[Start of Passage]
In a court of common pleas of the State of Ohio, the trustee
began this suit against the defendant in error to recover the sum
of $1,300, which it was subsequently agreed was only $1,161.74. The
petition alleged the adjudication in bankruptcy and the appointment
of the trustee, and based his right to recover upon the ground
that, on April 10, 1900, the firm had transferred and assigned to
the defendant bank, who had received the same, the sum of money
sued for, which it was
Page 200 U. S. 410
alleged was the property of Reinhard & Company, and, in
substance, the payment to the bank was alleged to constitute a
voidable preference.
The answer admitted the making of the general assignment, the
adjudication of the firm as an involuntary bankrupt, and the
appointment and qualification of the plaintiff as trustee. The
other averments of the petition were denied.
A trial was had to a jury. At the close of the evidence for the
plaintiff, the court, at the request of the defendant, instructed a
verdict in its favor, and judgment was entered dismissing the
action. The Circuit Court of Franklin County affirmed the judgment,
which was thereafter affirmed by the Supreme Court of Ohio, without
opinion. The Chief Justice of the Supreme Court of Ohio made, and
the court caused to be filed and entered on its journal, the
certificate which is in the margin.
[End of Passage]
[Start of Data shown]
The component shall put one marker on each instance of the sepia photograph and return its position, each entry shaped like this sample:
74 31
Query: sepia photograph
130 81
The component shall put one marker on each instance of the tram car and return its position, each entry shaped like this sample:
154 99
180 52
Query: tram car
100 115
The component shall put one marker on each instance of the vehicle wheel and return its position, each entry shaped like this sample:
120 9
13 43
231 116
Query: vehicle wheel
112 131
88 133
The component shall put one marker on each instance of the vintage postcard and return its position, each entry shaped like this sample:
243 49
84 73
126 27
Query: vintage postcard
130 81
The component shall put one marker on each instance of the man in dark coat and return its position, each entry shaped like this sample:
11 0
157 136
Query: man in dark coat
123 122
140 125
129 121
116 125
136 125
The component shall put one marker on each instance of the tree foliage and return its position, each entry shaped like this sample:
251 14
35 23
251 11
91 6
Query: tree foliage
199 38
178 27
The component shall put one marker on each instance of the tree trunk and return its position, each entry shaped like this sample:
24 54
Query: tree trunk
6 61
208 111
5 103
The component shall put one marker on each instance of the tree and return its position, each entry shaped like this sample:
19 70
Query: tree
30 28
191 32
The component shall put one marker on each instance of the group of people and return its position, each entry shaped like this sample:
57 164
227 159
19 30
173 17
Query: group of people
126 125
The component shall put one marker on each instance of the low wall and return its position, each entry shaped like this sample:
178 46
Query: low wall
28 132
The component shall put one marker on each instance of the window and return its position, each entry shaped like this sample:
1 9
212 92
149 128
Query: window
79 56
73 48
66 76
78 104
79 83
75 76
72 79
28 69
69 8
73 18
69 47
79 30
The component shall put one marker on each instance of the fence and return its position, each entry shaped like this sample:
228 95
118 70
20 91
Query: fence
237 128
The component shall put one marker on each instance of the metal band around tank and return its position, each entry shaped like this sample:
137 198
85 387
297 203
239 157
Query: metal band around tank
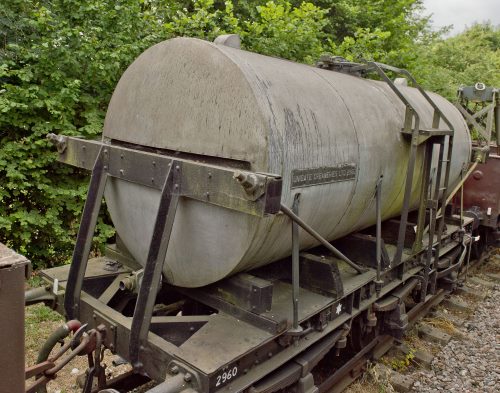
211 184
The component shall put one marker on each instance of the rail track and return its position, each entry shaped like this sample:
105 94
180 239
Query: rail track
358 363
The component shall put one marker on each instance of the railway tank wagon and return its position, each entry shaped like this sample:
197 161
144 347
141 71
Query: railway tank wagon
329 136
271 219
[End of Data shown]
[Start of Data shown]
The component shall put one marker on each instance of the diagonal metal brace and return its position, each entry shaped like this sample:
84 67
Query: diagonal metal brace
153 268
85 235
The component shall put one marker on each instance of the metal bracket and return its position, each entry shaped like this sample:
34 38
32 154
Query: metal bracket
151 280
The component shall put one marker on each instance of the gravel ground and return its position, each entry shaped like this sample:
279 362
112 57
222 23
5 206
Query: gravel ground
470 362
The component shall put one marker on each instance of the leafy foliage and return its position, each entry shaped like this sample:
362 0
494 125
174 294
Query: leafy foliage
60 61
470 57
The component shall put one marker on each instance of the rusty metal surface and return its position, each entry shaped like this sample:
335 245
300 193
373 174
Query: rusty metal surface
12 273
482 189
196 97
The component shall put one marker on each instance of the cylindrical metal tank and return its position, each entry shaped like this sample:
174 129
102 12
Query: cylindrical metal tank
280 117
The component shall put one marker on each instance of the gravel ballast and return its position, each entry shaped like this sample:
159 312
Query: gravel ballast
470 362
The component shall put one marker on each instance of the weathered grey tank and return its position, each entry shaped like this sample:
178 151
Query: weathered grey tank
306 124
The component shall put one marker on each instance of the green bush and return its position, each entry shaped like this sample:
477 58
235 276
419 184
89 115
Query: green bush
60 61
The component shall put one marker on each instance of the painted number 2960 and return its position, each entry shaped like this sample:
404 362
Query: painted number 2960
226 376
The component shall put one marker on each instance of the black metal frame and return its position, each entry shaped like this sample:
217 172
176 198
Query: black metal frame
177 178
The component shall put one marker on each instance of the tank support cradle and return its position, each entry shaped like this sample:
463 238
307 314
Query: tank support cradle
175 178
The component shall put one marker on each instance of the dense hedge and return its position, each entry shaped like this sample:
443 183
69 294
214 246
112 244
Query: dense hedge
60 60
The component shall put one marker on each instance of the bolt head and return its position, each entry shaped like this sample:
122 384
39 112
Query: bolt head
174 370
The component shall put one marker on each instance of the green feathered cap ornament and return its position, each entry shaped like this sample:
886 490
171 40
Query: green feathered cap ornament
[End of Data shown]
Direction 1
In the passage about the trustee's suit, what amount was it later agreed the trustee was actually seeking to recover?
Direction 2
Duplicate word for word the section of the passage starting with "The answer admitted" and going on through "in the margin.".

Expected answer 1
$1,161.74

Expected answer 2
The answer admitted the making of the general assignment, the
adjudication of the firm as an involuntary bankrupt, and the
appointment and qualification of the plaintiff as trustee. The
other averments of the petition were denied.
A trial was had to a jury. At the close of the evidence for the
plaintiff, the court, at the request of the defendant, instructed a
verdict in its favor, and judgment was entered dismissing the
action. The Circuit Court of Franklin County affirmed the judgment,
which was thereafter affirmed by the Supreme Court of Ohio, without
opinion. The Chief Justice of the Supreme Court of Ohio made, and
the court caused to be filed and entered on its journal, the
certificate which is in the margin.